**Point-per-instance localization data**
====
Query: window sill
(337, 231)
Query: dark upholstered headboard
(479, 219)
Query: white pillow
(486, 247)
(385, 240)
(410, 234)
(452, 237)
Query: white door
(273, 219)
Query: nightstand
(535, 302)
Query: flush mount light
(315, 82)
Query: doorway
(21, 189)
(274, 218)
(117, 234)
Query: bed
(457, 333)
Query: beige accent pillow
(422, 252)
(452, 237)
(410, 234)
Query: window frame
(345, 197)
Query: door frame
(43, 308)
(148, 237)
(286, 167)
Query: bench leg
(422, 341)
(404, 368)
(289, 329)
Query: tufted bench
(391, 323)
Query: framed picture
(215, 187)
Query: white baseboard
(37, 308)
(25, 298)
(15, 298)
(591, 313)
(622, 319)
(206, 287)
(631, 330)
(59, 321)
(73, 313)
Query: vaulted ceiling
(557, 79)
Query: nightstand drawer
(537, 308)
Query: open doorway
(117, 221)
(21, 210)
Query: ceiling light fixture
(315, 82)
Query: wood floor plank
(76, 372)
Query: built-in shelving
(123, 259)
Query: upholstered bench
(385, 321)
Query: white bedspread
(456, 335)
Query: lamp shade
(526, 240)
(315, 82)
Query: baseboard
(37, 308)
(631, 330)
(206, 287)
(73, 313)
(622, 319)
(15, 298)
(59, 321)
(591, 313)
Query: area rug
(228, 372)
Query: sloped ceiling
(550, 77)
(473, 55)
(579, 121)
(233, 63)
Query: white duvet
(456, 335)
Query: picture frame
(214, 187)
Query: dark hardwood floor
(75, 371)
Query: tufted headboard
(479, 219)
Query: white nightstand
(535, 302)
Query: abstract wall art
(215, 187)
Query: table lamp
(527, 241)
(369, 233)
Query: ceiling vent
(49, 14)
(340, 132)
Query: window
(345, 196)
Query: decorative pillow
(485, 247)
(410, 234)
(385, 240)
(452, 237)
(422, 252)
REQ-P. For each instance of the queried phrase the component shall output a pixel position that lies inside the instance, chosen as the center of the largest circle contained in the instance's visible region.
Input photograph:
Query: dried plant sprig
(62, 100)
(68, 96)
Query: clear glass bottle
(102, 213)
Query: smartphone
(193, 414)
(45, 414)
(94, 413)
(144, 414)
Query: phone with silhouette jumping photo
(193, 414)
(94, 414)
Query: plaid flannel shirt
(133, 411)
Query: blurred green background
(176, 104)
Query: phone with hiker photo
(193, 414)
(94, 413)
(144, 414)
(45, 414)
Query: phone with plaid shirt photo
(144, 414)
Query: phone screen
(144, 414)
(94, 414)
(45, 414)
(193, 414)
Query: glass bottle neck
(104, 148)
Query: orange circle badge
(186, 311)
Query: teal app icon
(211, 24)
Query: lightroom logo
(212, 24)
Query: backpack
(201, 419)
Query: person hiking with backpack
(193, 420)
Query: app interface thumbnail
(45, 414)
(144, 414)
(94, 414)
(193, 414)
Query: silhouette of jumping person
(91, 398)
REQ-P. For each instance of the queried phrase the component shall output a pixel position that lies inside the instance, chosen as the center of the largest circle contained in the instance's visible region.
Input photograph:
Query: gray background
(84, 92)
====
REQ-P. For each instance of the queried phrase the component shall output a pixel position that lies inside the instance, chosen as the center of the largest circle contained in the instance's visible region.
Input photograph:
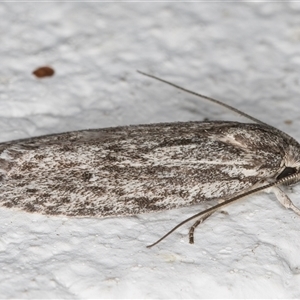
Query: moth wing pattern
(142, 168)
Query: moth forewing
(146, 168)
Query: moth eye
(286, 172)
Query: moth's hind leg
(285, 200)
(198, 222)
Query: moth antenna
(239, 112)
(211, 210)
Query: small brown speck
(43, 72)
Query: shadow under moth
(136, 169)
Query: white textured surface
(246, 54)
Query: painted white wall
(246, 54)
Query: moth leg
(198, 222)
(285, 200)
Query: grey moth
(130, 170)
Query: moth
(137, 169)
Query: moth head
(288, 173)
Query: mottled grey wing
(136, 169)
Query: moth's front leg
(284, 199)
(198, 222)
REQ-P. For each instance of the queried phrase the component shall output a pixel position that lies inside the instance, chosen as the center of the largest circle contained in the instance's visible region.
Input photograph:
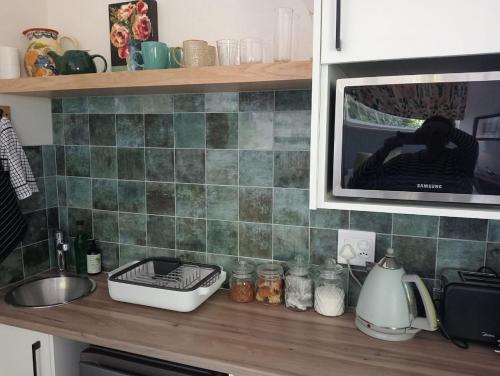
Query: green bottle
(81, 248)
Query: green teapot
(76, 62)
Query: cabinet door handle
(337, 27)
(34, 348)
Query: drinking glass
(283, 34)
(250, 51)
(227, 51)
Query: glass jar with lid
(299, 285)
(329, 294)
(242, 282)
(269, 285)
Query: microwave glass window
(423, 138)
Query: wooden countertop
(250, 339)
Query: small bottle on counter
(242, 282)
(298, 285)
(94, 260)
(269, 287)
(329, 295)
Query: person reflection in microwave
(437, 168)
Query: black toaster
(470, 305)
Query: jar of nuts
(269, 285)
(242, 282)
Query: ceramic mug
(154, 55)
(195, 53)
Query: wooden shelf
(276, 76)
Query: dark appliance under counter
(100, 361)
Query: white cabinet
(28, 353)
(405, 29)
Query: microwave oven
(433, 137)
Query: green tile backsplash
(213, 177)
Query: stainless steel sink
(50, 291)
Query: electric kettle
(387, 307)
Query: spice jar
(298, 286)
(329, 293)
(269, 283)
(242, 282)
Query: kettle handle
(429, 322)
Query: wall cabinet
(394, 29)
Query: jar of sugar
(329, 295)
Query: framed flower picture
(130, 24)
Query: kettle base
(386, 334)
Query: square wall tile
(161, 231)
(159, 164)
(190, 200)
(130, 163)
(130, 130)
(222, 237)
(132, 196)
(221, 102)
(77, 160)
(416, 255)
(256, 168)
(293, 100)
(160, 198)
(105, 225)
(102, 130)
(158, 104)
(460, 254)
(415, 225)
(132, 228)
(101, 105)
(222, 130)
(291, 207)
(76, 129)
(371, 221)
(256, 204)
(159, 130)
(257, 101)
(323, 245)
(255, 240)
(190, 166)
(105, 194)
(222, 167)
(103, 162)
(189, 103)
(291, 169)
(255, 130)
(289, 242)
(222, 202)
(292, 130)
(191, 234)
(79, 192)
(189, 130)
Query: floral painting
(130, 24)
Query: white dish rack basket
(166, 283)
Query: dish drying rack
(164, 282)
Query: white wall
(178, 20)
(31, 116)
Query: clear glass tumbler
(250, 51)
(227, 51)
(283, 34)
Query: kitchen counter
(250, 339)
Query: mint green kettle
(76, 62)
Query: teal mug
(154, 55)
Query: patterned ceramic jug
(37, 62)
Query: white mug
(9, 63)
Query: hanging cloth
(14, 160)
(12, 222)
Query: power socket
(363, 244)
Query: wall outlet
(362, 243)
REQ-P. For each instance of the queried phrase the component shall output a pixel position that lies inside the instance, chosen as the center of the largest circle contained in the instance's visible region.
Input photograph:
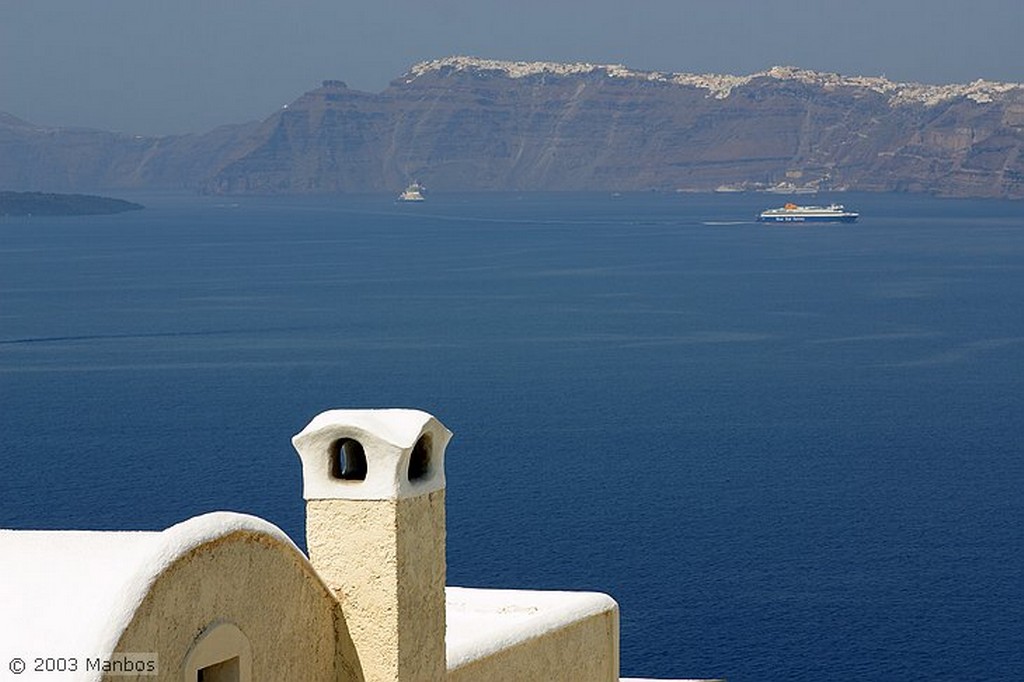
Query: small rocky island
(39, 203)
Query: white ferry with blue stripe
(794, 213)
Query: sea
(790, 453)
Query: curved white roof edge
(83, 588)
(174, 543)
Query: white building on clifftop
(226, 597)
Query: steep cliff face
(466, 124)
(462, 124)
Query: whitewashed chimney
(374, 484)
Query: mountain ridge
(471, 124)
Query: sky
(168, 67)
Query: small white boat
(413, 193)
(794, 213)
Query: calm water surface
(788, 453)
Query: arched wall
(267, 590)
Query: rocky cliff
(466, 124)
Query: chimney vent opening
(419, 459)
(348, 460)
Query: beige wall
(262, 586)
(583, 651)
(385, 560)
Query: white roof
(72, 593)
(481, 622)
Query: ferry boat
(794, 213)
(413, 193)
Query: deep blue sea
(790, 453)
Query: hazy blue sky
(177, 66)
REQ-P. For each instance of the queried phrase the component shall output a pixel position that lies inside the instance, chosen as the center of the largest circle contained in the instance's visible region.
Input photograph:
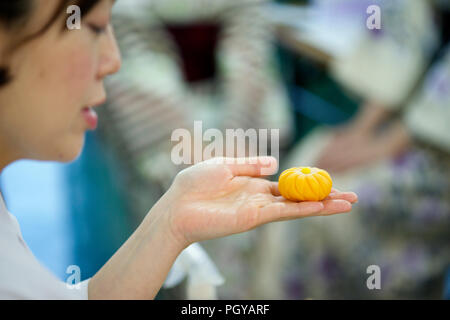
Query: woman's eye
====
**TASK INSTRUCTIONS**
Starting from the line with "Query: calm water surface" in the records above, repeat each line exactly until you have written the line with "Query: woman's eye", then stop; drop the pictures.

**SOLUTION FOR THIS TASK**
Query: calm water surface
(788, 453)
Query: arched wall
(267, 590)
Query: rocky cliff
(466, 124)
Query: chimney vent opening
(419, 459)
(348, 460)
Query: beige wall
(262, 586)
(583, 651)
(385, 560)
Query: white roof
(72, 593)
(481, 622)
Query: ferry boat
(794, 213)
(413, 193)
Query: deep blue sea
(790, 453)
Query: hazy blue sky
(177, 66)
REQ-P. For each instance of the queried phrase the component shall output a pixel position that lies inside the instance, chosen as the center of the largest circle contained in the instance's visible region.
Input photograph:
Query: woman's eye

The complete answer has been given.